_Excerpts from a point labeling dataset_
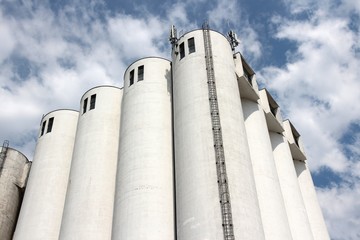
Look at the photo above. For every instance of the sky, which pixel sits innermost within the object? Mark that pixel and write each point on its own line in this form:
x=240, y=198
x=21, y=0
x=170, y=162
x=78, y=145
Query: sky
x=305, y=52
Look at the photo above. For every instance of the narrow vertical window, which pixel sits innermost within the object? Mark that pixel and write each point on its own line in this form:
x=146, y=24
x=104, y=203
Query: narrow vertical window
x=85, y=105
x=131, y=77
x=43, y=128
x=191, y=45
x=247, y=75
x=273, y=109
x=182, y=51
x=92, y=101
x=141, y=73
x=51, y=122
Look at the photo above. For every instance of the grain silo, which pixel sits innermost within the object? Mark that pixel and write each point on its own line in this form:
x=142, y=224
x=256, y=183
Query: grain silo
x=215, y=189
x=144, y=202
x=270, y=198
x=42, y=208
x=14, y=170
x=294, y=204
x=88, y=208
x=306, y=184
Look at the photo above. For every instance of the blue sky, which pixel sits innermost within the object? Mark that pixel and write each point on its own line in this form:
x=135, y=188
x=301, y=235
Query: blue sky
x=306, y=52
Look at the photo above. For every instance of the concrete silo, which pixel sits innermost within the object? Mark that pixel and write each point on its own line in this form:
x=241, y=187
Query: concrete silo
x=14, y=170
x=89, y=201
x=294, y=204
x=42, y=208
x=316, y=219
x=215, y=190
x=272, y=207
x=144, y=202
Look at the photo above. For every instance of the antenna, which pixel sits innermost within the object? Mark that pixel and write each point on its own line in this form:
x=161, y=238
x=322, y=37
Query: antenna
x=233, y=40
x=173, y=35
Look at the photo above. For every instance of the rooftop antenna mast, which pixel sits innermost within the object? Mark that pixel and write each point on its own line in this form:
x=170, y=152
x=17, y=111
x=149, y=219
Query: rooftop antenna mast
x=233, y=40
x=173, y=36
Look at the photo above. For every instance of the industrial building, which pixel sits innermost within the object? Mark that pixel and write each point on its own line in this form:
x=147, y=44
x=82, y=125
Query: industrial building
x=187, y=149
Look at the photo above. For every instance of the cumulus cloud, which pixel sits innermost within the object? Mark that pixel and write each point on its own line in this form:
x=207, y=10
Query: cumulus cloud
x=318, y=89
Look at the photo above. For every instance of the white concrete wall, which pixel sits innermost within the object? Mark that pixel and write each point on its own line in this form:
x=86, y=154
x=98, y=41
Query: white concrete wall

---

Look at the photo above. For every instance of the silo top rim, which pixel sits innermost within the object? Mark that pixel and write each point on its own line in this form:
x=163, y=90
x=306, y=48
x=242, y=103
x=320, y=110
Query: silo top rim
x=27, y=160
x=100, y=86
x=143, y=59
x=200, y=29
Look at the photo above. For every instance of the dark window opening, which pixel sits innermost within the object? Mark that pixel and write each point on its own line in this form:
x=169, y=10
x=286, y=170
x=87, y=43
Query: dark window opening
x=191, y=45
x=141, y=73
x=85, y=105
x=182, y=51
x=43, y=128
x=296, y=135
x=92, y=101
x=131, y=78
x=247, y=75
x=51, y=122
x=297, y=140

_What you are asked to do_
Report every line in the records above that contains the string "blue", copying each such line in full. Case counts when matching.

_Result of the exercise_
Look at the photo above. For every instance of the blue sky, which pixel sits innermost within the object? Mark that pixel and write each point on its own line in this form:
Query: blue sky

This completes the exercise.